• _Problem to work on_: Find each line in the records below that contains the string "bark" and copy those lines out in full.

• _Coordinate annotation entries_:
***

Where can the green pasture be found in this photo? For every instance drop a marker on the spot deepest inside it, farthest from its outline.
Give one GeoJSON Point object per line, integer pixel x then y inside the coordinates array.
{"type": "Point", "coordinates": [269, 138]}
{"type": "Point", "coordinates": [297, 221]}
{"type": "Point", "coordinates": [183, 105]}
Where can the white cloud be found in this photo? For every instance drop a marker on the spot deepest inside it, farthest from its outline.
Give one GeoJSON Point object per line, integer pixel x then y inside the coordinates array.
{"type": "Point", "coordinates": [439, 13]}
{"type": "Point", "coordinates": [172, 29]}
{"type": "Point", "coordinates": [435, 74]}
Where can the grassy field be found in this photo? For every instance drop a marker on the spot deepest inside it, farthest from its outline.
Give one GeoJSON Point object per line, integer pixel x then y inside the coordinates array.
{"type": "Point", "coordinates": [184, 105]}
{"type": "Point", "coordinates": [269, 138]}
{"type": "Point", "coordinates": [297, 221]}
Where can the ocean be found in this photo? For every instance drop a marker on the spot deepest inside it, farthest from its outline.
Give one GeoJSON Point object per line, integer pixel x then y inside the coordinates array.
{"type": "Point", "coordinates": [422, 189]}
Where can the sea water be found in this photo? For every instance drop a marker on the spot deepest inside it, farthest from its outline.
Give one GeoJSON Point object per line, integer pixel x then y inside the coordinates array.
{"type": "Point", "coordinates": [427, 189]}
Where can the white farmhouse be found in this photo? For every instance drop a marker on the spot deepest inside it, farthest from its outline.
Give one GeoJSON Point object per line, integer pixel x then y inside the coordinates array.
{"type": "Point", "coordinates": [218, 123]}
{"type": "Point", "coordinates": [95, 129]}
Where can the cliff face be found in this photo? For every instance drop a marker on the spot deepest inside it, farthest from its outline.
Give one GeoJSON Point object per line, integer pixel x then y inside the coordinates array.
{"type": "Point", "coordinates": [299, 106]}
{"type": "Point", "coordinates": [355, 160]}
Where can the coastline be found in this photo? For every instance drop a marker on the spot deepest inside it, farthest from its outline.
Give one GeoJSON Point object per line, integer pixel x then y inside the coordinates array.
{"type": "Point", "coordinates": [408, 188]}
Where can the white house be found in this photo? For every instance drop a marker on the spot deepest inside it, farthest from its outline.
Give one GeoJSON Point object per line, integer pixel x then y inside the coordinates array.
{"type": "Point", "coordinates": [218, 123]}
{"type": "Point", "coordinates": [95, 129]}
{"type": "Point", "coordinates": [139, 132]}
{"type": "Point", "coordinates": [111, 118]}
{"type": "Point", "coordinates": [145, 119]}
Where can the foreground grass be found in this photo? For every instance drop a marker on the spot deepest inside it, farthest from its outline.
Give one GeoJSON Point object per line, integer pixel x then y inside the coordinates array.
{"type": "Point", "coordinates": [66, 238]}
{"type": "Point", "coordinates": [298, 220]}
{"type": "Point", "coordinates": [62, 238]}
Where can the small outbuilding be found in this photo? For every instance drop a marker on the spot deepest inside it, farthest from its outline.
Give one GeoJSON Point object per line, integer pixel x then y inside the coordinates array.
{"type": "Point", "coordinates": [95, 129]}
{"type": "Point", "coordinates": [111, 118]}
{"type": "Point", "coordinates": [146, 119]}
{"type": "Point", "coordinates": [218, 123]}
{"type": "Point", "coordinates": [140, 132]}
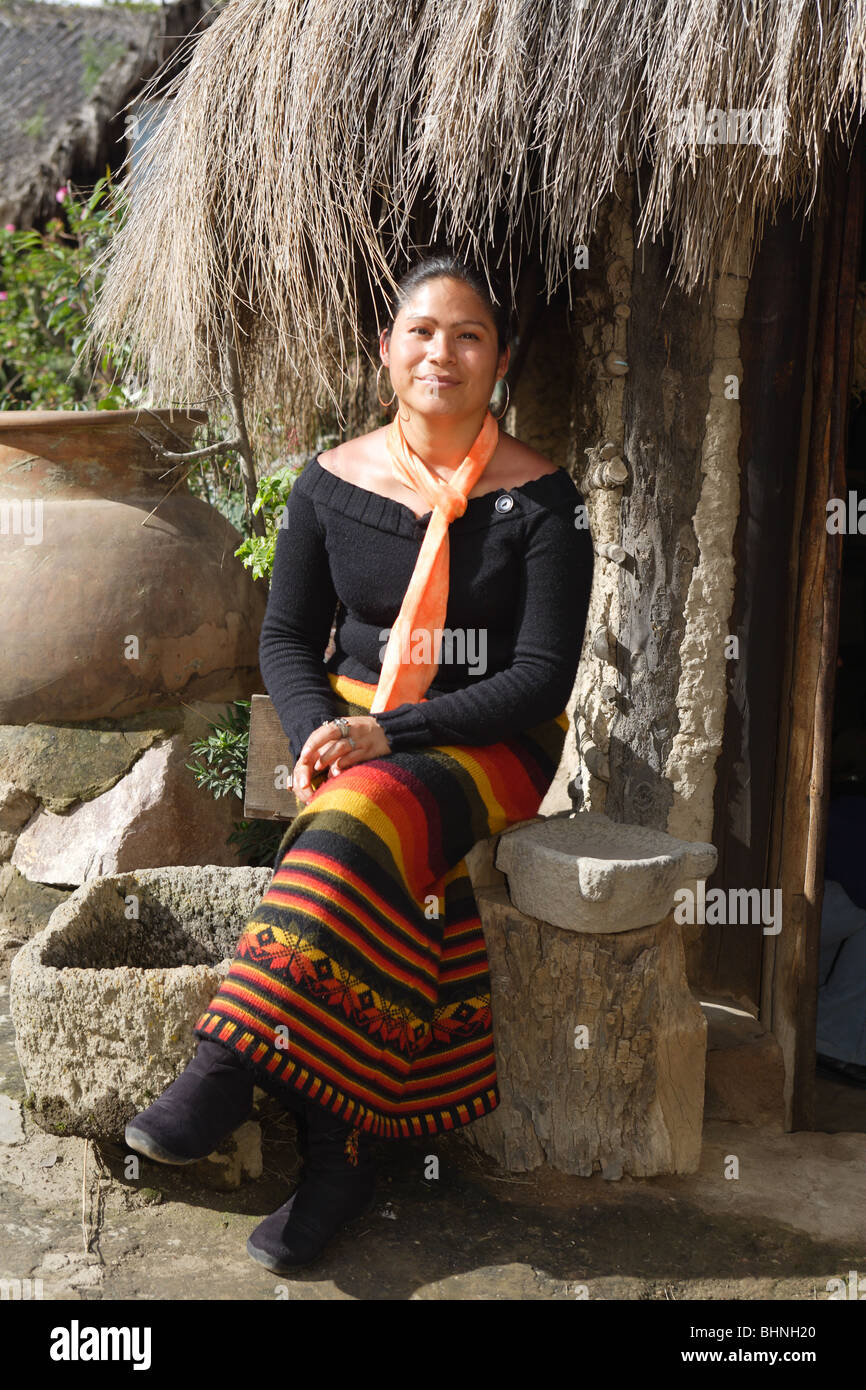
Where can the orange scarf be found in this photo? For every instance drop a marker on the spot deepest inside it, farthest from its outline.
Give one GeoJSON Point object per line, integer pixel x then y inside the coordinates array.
{"type": "Point", "coordinates": [426, 599]}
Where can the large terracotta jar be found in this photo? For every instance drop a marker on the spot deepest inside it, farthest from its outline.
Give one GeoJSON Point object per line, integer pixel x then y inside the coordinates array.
{"type": "Point", "coordinates": [118, 588]}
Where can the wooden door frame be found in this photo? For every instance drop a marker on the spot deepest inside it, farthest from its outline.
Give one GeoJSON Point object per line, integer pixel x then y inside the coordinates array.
{"type": "Point", "coordinates": [788, 1002]}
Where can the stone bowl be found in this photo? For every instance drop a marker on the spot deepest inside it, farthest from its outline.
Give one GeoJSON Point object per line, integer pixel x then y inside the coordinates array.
{"type": "Point", "coordinates": [104, 998]}
{"type": "Point", "coordinates": [584, 872]}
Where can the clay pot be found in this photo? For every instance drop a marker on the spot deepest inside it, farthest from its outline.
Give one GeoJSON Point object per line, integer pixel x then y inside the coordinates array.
{"type": "Point", "coordinates": [120, 588]}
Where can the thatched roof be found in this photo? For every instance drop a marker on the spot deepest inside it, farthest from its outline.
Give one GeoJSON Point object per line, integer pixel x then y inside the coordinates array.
{"type": "Point", "coordinates": [66, 74]}
{"type": "Point", "coordinates": [306, 135]}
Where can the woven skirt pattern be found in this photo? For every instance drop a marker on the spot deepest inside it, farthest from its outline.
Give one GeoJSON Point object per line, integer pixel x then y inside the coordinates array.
{"type": "Point", "coordinates": [362, 979]}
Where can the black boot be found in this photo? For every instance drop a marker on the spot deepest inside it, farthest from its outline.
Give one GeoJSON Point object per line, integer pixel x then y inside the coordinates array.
{"type": "Point", "coordinates": [209, 1100]}
{"type": "Point", "coordinates": [338, 1184]}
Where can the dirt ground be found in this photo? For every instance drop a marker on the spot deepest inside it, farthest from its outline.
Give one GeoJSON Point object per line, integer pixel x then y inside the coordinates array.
{"type": "Point", "coordinates": [793, 1219]}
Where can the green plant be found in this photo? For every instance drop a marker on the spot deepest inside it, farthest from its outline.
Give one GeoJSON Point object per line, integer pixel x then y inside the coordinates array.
{"type": "Point", "coordinates": [221, 770]}
{"type": "Point", "coordinates": [223, 752]}
{"type": "Point", "coordinates": [273, 494]}
{"type": "Point", "coordinates": [47, 288]}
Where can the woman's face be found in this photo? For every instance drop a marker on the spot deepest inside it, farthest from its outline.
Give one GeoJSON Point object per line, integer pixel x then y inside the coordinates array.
{"type": "Point", "coordinates": [442, 353]}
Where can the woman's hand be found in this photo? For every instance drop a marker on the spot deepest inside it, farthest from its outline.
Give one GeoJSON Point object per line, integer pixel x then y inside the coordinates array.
{"type": "Point", "coordinates": [325, 749]}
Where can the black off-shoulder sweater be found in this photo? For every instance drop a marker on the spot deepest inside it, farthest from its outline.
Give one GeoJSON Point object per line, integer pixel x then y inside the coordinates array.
{"type": "Point", "coordinates": [520, 577]}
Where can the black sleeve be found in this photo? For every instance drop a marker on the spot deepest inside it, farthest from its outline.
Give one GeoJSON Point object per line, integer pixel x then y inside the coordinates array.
{"type": "Point", "coordinates": [298, 623]}
{"type": "Point", "coordinates": [548, 638]}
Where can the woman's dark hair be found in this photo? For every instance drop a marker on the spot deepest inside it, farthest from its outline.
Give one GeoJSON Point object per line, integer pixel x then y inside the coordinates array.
{"type": "Point", "coordinates": [434, 267]}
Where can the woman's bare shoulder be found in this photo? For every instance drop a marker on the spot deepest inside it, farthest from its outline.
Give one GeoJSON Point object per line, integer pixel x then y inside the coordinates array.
{"type": "Point", "coordinates": [353, 458]}
{"type": "Point", "coordinates": [520, 463]}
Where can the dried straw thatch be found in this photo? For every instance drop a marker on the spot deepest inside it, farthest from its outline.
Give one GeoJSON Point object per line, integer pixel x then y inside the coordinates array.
{"type": "Point", "coordinates": [306, 134]}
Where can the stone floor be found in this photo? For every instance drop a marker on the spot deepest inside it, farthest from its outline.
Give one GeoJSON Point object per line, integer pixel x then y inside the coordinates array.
{"type": "Point", "coordinates": [793, 1219]}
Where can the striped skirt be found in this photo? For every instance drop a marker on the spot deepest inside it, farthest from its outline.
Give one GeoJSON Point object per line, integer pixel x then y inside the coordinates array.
{"type": "Point", "coordinates": [362, 979]}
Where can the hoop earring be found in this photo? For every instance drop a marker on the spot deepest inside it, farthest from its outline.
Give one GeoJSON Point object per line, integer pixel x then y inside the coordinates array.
{"type": "Point", "coordinates": [382, 403]}
{"type": "Point", "coordinates": [508, 396]}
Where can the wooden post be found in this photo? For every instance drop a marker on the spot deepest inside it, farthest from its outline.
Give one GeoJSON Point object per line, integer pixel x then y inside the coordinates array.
{"type": "Point", "coordinates": [799, 813]}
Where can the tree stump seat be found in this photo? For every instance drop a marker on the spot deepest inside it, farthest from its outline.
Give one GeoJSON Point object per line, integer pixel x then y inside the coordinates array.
{"type": "Point", "coordinates": [601, 1045]}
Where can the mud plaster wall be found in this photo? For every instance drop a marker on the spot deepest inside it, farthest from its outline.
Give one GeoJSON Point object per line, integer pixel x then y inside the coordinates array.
{"type": "Point", "coordinates": [652, 442]}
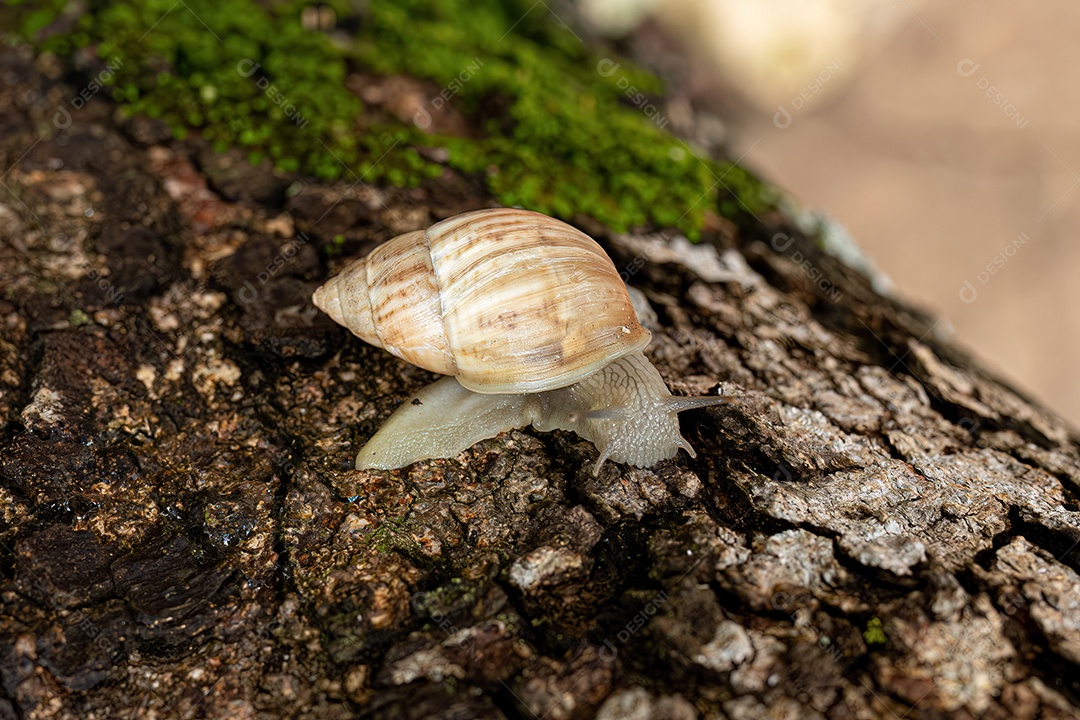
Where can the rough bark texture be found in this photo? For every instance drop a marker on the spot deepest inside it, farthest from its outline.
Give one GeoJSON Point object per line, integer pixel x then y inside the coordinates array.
{"type": "Point", "coordinates": [876, 529]}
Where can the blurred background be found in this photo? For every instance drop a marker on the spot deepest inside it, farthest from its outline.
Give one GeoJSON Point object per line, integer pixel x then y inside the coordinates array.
{"type": "Point", "coordinates": [942, 135]}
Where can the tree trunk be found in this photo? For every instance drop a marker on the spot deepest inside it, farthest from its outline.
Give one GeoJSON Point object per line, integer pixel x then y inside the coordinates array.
{"type": "Point", "coordinates": [876, 528]}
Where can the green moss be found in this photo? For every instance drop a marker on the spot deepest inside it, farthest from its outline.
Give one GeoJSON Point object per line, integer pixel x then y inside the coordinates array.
{"type": "Point", "coordinates": [563, 132]}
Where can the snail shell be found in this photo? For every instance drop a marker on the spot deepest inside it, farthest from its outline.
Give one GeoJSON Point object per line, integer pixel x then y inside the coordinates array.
{"type": "Point", "coordinates": [532, 322]}
{"type": "Point", "coordinates": [504, 300]}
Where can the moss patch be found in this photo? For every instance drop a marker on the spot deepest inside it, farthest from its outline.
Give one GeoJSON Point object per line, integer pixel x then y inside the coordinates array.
{"type": "Point", "coordinates": [558, 130]}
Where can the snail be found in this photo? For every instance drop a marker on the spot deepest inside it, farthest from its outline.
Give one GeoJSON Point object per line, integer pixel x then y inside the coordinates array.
{"type": "Point", "coordinates": [532, 323]}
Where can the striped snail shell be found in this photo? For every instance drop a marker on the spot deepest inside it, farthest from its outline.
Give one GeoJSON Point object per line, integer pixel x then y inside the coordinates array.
{"type": "Point", "coordinates": [504, 300]}
{"type": "Point", "coordinates": [531, 322]}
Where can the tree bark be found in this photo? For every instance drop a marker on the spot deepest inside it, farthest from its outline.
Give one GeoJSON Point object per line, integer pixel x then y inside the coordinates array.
{"type": "Point", "coordinates": [876, 528]}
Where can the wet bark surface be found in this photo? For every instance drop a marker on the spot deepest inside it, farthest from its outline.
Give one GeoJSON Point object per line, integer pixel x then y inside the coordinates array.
{"type": "Point", "coordinates": [876, 528]}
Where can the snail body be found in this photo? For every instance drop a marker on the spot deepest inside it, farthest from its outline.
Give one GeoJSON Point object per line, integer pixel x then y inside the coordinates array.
{"type": "Point", "coordinates": [531, 322]}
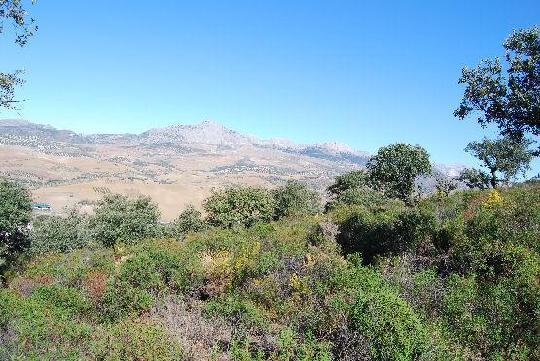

***

• _Problem solution_:
Where can the rough bark texture be found in this photo? For every instance drop a marker on the spot deepest inside it, farthest from its outline.
Where can the tree bark be found in this photo? For every instance drop a marker on the spot deepest inside it, farthest from its outline.
Where can the wet bark surface be found in this photo? For every instance drop a marker on the spot deepest inside it, farthest from its outline.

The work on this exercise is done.